QUESTIONS
1: Please return the text of the family business dispute passage from "However, the trajectory" up to and including "and corporate governance.".
2: Take the passage about the siblings' claim against their late mother's business further, starting right after its last sentence.

However, the trajectory of the family and the business irrevocably altered following her untimely demise in November 1998. In the wake of their mother’s passing, the Plaintiffs allege they were systematically disenfranchised from the enterprise. Despite their status as the natural and lawful heirs to their mother’s estate, they contend they were completely denied both executive integration within the company’s governance structures and the substantial dividends accrued over nearly three decades of highly lucrative operations. For twenty-eight years, the siblings claim to have watched from the sidelines as the corporate empire their mother allegedly helped build expanded exponentially, while they were entirely frozen out of its financial success and corporate governance.

PROVIDED INFORMATION

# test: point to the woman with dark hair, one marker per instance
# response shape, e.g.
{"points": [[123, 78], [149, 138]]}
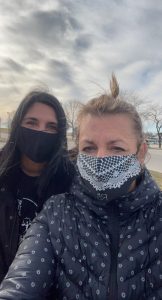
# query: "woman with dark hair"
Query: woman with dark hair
{"points": [[103, 240], [33, 166]]}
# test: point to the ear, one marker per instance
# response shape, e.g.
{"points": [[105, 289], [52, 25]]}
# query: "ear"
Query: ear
{"points": [[142, 153]]}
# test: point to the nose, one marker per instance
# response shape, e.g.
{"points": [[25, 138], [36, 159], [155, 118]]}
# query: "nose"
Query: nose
{"points": [[101, 152]]}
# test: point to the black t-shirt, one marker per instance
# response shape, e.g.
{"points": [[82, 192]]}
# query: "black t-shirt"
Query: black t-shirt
{"points": [[27, 201]]}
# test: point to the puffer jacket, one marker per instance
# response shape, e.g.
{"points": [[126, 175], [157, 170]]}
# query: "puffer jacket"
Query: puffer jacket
{"points": [[91, 249]]}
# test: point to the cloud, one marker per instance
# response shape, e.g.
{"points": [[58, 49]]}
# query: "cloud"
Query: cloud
{"points": [[73, 46]]}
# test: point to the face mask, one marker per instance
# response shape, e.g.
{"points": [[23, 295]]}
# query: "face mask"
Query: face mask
{"points": [[109, 177], [39, 146]]}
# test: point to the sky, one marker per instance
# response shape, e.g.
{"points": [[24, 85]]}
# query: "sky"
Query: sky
{"points": [[71, 47]]}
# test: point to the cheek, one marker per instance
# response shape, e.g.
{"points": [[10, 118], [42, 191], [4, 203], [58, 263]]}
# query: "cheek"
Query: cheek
{"points": [[142, 153]]}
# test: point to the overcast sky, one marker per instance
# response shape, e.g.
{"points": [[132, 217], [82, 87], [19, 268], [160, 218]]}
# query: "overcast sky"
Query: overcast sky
{"points": [[72, 46]]}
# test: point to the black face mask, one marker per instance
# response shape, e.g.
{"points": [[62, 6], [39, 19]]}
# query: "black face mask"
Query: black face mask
{"points": [[39, 146]]}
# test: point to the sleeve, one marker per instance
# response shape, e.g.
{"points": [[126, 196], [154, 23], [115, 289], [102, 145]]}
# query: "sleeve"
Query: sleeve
{"points": [[32, 272]]}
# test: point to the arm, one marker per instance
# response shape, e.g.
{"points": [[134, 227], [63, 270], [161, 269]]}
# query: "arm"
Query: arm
{"points": [[31, 274]]}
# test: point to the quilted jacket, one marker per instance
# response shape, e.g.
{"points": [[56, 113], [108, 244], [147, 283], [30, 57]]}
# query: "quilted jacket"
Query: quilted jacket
{"points": [[85, 248]]}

SOLVED PROBLEMS
1:
However, the trajectory of the family and the business irrevocably altered following her untimely demise in November 1998. In the wake of their mother’s passing, the Plaintiffs allege they were systematically disenfranchised from the enterprise. Despite their status as the natural and lawful heirs to their mother’s estate, they contend they were completely denied both executive integration within the company’s governance structures and the substantial dividends accrued over nearly three decades of highly lucrative operations. For twenty-eight years, the siblings claim to have watched from the sidelines as the corporate empire their mother allegedly helped build expanded exponentially, while they were entirely frozen out of its financial success and corporate governance.

2:
The plaintiffs, represented by the premier legal firm Dube, Manikai, and Hwacha, are petitioning the court for several sweeping remedies designed to pierce the corporate veil and establish the true historical ownership of the conglomerate. Chief among these demands is a call for a comprehensive, judicially mandated forensic audit of the entity’s shareholding architecture and historical financial ledgers from its inception to the present day. This audit aims to uncover any unauthorized alterations to the share registry or corporate restructuring that may have occurred after Juliet Mable Ziki-Kangai’s death.

Furthermore, the Kangai siblings are demanding an independent, rigorous validation of Forit’s extensive asset portfolio, which spans heavy machinery, real estate, and ongoing infrastructural contractual agreements. The core of their prayer to the court, however, rests on the restitution of wealth. They are seeking the immediate disbursement of multi-million-dollar accrued dividends long overdue to them as the legitimate heirs to the estate, arguing that the withholding of these funds constitutes a severe and continuous breach of fiduciary and estate laws.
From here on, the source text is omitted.